▸ Extracted text
-- Opening Marker --
The FPR for male is now approximately 20% higher than the overall rate, and the FPR for female is now approximately 5% lower than the overall rate. This is a significant improvement over our previous model, where the FPRs for male and female were +83% and +69% higher, respectively, than the overall FPR.
NOTE: Model training is not deterministic, so your exact results may vary slightly from ours.
We should also review FNR.
A model optimized solely to decrease FPR could learn to always predict the negative class ("nontoxic"), which would result in a FPR of 0. However, this would cause the FNR to skyrocket because every actual positive ("toxic") example would be misclassified and a false negative.
While our primary metric for evaluating remediation is FPR, we still want to make sure we're OK with any tradeoff in increased FNR that we incur to decrease FPR.
If we take a look at FNR results for the revised model, we see that the overall FNR is 0.34, male FNR is 1% lower at 0.33, and female FNR is 12% higher at 0.38. So we can confirm that our subgroup FNRs are not dramatically higher than overall FNR, and overall FNR itself is not sky-high.
NOTE: Model training is not deterministic, so your exact results may vary slightly from ours.
-- Closing Marker --
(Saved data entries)
-- Opening Marker --
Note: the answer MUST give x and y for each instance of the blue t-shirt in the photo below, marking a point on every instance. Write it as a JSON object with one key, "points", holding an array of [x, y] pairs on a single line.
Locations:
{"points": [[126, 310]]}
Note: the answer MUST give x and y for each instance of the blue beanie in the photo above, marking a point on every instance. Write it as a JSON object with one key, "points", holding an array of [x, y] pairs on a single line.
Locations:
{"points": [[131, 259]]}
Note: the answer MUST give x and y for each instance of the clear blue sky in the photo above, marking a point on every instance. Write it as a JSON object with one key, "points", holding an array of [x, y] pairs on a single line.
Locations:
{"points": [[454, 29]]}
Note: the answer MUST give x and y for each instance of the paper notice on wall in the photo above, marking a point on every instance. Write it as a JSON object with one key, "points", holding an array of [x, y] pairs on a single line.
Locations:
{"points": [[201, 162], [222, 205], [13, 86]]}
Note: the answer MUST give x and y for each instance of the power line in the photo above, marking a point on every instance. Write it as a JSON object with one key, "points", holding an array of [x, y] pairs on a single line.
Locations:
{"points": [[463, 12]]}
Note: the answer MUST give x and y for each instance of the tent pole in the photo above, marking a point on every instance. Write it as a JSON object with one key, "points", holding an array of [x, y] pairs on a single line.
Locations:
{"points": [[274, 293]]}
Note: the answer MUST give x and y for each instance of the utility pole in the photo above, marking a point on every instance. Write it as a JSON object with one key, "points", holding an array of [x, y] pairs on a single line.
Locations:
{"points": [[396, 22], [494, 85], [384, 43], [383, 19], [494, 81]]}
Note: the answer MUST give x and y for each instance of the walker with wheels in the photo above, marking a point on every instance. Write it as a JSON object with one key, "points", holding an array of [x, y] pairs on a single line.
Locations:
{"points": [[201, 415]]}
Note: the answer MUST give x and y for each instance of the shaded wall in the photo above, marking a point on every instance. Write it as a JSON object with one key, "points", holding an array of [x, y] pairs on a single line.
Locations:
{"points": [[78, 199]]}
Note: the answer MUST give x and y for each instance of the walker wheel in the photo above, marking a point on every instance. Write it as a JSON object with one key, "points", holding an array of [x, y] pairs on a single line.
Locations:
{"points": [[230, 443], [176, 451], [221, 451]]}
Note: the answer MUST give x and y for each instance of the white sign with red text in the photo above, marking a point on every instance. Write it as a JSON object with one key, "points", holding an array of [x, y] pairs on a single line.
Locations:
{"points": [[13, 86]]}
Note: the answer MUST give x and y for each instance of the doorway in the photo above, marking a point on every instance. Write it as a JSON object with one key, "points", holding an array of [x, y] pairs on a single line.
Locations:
-- Closing Marker --
▸ Tasks
(1) Answer these questions using the passage on false positive and false negative rates:
(a) In the previous model, how much higher than the overall FPR was the FPR for male?
(b) What is the overall FNR for the revised model?
(c) Which class could a model optimized solely to decrease FPR learn to always predict?
(2) Decide whether each statement agrees with the passage on false positive and false negative rates. Answer yes or no and quote the words that decide it.
(a) In the revised model, the FPR for female is lower than the overall rate.
(b) FNR is the primary metric for evaluating remediation.
(c) In the revised model, female FNR is higher than overall FNR.

▸ Solution list
(1)
(a) +83%
(b) 0.34
(c) The negative class ("nontoxic")

(2)
(a) Yes: "the FPR for female is now approximately 5% lower than the overall rate"
(b) No: "our primary metric for evaluating remediation is FPR"
(c) Yes: "female FNR is 12% higher at 0.38"